**Problem**
Below are some entries; can you quote all of them exactly?

**Supplied data**
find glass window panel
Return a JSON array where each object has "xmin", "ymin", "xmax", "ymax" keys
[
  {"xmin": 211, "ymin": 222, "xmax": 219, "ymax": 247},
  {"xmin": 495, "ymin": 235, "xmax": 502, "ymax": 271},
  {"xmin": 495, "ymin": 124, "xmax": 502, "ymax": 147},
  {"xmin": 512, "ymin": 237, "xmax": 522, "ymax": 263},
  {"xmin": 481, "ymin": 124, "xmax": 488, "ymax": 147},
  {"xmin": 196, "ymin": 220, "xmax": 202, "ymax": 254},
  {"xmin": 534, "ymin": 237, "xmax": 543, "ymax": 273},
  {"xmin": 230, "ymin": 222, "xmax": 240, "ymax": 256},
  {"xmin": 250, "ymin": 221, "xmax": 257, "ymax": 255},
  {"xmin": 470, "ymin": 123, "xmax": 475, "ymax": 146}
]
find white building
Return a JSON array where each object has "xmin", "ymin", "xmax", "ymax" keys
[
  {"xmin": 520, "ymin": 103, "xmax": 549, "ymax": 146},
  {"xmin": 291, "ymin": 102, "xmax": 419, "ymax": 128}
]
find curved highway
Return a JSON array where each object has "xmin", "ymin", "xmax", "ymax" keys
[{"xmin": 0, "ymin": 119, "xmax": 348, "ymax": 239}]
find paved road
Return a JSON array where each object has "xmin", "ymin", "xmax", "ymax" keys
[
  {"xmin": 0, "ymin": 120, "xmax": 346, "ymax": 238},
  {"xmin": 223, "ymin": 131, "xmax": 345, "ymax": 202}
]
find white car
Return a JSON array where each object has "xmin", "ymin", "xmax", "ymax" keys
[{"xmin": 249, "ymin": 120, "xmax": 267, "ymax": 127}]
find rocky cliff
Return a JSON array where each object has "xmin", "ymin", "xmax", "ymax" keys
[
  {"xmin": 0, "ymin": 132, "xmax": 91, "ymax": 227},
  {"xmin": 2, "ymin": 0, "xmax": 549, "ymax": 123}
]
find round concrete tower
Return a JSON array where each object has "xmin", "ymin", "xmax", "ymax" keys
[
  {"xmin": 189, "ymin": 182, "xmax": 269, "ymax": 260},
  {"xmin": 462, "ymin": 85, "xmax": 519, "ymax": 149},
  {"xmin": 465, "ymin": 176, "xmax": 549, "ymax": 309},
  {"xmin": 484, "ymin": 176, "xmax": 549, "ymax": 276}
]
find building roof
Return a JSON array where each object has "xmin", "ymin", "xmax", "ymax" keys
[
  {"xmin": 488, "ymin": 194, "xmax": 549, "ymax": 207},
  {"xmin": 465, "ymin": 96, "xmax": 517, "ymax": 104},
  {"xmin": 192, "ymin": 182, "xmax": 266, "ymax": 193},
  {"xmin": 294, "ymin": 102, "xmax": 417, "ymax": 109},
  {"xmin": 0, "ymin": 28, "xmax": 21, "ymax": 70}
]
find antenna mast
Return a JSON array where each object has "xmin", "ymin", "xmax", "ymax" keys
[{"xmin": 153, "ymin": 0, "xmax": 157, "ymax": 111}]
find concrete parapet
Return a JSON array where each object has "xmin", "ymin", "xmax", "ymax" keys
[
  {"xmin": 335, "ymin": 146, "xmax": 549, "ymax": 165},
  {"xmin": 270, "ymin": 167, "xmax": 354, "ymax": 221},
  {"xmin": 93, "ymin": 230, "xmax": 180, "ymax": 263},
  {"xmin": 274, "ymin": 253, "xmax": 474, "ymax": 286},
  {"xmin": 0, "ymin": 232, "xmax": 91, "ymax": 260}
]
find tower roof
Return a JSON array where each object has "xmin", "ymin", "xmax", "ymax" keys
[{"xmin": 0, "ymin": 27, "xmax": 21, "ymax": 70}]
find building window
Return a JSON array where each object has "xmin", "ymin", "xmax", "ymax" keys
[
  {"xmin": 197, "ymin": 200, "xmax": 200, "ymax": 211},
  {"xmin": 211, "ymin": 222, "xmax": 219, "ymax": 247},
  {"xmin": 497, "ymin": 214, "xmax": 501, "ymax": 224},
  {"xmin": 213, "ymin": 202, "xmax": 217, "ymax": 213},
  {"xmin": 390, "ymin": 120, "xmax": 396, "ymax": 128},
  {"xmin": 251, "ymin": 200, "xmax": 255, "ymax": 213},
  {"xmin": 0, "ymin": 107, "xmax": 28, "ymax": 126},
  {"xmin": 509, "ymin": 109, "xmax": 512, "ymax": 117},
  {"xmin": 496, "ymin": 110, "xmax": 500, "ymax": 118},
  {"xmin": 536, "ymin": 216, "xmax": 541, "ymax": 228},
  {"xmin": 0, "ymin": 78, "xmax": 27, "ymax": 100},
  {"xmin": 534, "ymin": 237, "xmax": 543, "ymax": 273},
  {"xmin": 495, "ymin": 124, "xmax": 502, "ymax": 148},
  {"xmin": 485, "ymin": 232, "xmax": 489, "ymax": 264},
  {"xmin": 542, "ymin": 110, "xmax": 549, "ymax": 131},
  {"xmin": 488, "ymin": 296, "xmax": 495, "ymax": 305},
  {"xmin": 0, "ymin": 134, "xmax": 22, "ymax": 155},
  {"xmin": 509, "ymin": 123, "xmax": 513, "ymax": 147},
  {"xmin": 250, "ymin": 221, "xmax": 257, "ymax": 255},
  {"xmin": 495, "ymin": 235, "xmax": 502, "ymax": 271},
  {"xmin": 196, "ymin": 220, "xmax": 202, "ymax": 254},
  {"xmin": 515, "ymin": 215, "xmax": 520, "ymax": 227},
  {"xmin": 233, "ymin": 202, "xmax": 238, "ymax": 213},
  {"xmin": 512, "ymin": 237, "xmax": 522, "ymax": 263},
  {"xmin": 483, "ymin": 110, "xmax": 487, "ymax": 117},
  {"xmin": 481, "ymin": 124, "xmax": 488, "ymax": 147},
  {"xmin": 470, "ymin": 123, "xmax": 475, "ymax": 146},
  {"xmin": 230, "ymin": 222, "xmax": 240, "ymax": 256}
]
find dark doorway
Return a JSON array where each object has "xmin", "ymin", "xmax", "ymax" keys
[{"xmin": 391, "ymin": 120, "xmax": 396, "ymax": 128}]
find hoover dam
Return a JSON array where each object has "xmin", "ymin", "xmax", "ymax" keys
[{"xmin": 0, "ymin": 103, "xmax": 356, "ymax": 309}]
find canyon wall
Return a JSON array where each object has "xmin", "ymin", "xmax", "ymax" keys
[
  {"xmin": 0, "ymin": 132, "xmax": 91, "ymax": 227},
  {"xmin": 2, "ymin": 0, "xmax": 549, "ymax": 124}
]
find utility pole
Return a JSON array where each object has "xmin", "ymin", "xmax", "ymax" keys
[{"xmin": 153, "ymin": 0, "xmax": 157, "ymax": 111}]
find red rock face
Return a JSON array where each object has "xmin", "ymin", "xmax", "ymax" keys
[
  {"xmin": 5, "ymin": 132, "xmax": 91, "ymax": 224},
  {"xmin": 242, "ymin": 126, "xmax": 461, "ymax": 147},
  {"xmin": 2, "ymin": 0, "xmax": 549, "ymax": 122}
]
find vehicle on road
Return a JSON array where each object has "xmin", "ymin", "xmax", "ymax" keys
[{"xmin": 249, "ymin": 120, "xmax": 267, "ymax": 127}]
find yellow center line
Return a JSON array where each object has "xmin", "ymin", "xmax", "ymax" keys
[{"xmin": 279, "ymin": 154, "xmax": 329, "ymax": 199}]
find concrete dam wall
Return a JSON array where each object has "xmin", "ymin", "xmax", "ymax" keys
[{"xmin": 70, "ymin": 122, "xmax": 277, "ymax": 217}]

**Response below**
find glass window panel
Return a JSON array where each object has "xmin", "ymin", "xmax", "ymax" keys
[
  {"xmin": 211, "ymin": 222, "xmax": 219, "ymax": 247},
  {"xmin": 495, "ymin": 235, "xmax": 502, "ymax": 271},
  {"xmin": 495, "ymin": 124, "xmax": 502, "ymax": 147},
  {"xmin": 512, "ymin": 237, "xmax": 522, "ymax": 263},
  {"xmin": 481, "ymin": 124, "xmax": 488, "ymax": 147},
  {"xmin": 196, "ymin": 220, "xmax": 202, "ymax": 254},
  {"xmin": 534, "ymin": 237, "xmax": 543, "ymax": 273},
  {"xmin": 230, "ymin": 222, "xmax": 240, "ymax": 256},
  {"xmin": 250, "ymin": 221, "xmax": 257, "ymax": 255},
  {"xmin": 470, "ymin": 123, "xmax": 475, "ymax": 146}
]
find white building
Return a JSON array where each object has "xmin", "ymin", "xmax", "ymax" keys
[
  {"xmin": 520, "ymin": 103, "xmax": 549, "ymax": 146},
  {"xmin": 291, "ymin": 102, "xmax": 419, "ymax": 128}
]
find curved highway
Return a JSON array where each object has "xmin", "ymin", "xmax", "ymax" keys
[{"xmin": 0, "ymin": 119, "xmax": 348, "ymax": 239}]
find paved road
Return a JSON array where each object has "xmin", "ymin", "xmax", "ymax" keys
[
  {"xmin": 0, "ymin": 120, "xmax": 346, "ymax": 238},
  {"xmin": 223, "ymin": 131, "xmax": 345, "ymax": 202}
]
find white car
Return a JSON array where each object has "xmin", "ymin", "xmax", "ymax" keys
[{"xmin": 249, "ymin": 120, "xmax": 267, "ymax": 127}]
find rocky cliff
Return a JSON array where each object has "xmin", "ymin", "xmax", "ymax" keys
[
  {"xmin": 0, "ymin": 132, "xmax": 91, "ymax": 227},
  {"xmin": 2, "ymin": 0, "xmax": 549, "ymax": 123}
]
find round concrete tower
Return a JSON array where each object has "xmin", "ymin", "xmax", "ymax" keys
[
  {"xmin": 189, "ymin": 182, "xmax": 269, "ymax": 260},
  {"xmin": 462, "ymin": 85, "xmax": 519, "ymax": 149},
  {"xmin": 465, "ymin": 176, "xmax": 549, "ymax": 309},
  {"xmin": 484, "ymin": 176, "xmax": 549, "ymax": 276}
]
find building roof
Return a JSON array where each object has "xmin", "ymin", "xmax", "ymax" keys
[
  {"xmin": 488, "ymin": 194, "xmax": 549, "ymax": 207},
  {"xmin": 465, "ymin": 96, "xmax": 517, "ymax": 104},
  {"xmin": 192, "ymin": 182, "xmax": 266, "ymax": 193},
  {"xmin": 294, "ymin": 102, "xmax": 417, "ymax": 109},
  {"xmin": 0, "ymin": 28, "xmax": 21, "ymax": 70}
]
find antenna mast
Return a JSON array where each object has "xmin", "ymin", "xmax", "ymax" keys
[{"xmin": 153, "ymin": 0, "xmax": 157, "ymax": 111}]
find concrete parapet
Return a JSON array where each object has "xmin", "ymin", "xmax", "ymax" keys
[
  {"xmin": 335, "ymin": 146, "xmax": 549, "ymax": 165},
  {"xmin": 270, "ymin": 167, "xmax": 354, "ymax": 221},
  {"xmin": 93, "ymin": 230, "xmax": 180, "ymax": 263},
  {"xmin": 274, "ymin": 253, "xmax": 474, "ymax": 286},
  {"xmin": 0, "ymin": 232, "xmax": 91, "ymax": 260}
]
find tower roof
Return a JSON array where each object has "xmin", "ymin", "xmax", "ymax" keys
[{"xmin": 0, "ymin": 27, "xmax": 21, "ymax": 70}]
find building window
Return a JSON array where each object has "xmin", "ymin", "xmax", "ymax" keys
[
  {"xmin": 197, "ymin": 200, "xmax": 200, "ymax": 211},
  {"xmin": 211, "ymin": 222, "xmax": 219, "ymax": 247},
  {"xmin": 497, "ymin": 214, "xmax": 501, "ymax": 224},
  {"xmin": 213, "ymin": 202, "xmax": 217, "ymax": 213},
  {"xmin": 390, "ymin": 120, "xmax": 396, "ymax": 128},
  {"xmin": 251, "ymin": 200, "xmax": 255, "ymax": 213},
  {"xmin": 0, "ymin": 107, "xmax": 28, "ymax": 126},
  {"xmin": 509, "ymin": 109, "xmax": 512, "ymax": 117},
  {"xmin": 496, "ymin": 110, "xmax": 500, "ymax": 118},
  {"xmin": 536, "ymin": 216, "xmax": 541, "ymax": 228},
  {"xmin": 0, "ymin": 78, "xmax": 27, "ymax": 100},
  {"xmin": 534, "ymin": 237, "xmax": 543, "ymax": 273},
  {"xmin": 495, "ymin": 124, "xmax": 502, "ymax": 148},
  {"xmin": 485, "ymin": 232, "xmax": 489, "ymax": 264},
  {"xmin": 542, "ymin": 110, "xmax": 549, "ymax": 131},
  {"xmin": 488, "ymin": 296, "xmax": 495, "ymax": 305},
  {"xmin": 0, "ymin": 134, "xmax": 22, "ymax": 155},
  {"xmin": 509, "ymin": 123, "xmax": 513, "ymax": 147},
  {"xmin": 250, "ymin": 221, "xmax": 257, "ymax": 255},
  {"xmin": 495, "ymin": 235, "xmax": 502, "ymax": 271},
  {"xmin": 196, "ymin": 220, "xmax": 202, "ymax": 254},
  {"xmin": 515, "ymin": 215, "xmax": 520, "ymax": 227},
  {"xmin": 233, "ymin": 202, "xmax": 238, "ymax": 213},
  {"xmin": 512, "ymin": 237, "xmax": 522, "ymax": 263},
  {"xmin": 483, "ymin": 110, "xmax": 487, "ymax": 117},
  {"xmin": 481, "ymin": 124, "xmax": 488, "ymax": 147},
  {"xmin": 470, "ymin": 123, "xmax": 475, "ymax": 146},
  {"xmin": 230, "ymin": 222, "xmax": 240, "ymax": 256}
]
find dark doorway
Return a JSON array where each object has "xmin", "ymin", "xmax", "ymax" keys
[{"xmin": 391, "ymin": 120, "xmax": 396, "ymax": 128}]
find hoover dam
Return a JSON array where each object has "xmin", "ymin", "xmax", "ymax" keys
[{"xmin": 0, "ymin": 103, "xmax": 356, "ymax": 309}]
find canyon wall
Return a JSON array where each object has "xmin", "ymin", "xmax", "ymax" keys
[
  {"xmin": 0, "ymin": 132, "xmax": 91, "ymax": 227},
  {"xmin": 2, "ymin": 0, "xmax": 549, "ymax": 124}
]
find utility pole
Return a JSON array where each object has "xmin", "ymin", "xmax", "ymax" keys
[{"xmin": 153, "ymin": 0, "xmax": 157, "ymax": 111}]
find red rock face
Return a JSON array where each object has "xmin", "ymin", "xmax", "ymax" keys
[
  {"xmin": 5, "ymin": 132, "xmax": 91, "ymax": 224},
  {"xmin": 242, "ymin": 126, "xmax": 461, "ymax": 147},
  {"xmin": 2, "ymin": 0, "xmax": 549, "ymax": 122}
]
find vehicle on road
Return a JSON array where each object has "xmin", "ymin", "xmax", "ymax" keys
[{"xmin": 249, "ymin": 120, "xmax": 267, "ymax": 127}]
find yellow center line
Return a JSON array where each object has "xmin", "ymin", "xmax", "ymax" keys
[{"xmin": 279, "ymin": 154, "xmax": 329, "ymax": 199}]
find concrete dam wall
Return a JSON array where each object has "xmin", "ymin", "xmax", "ymax" keys
[{"xmin": 70, "ymin": 122, "xmax": 277, "ymax": 217}]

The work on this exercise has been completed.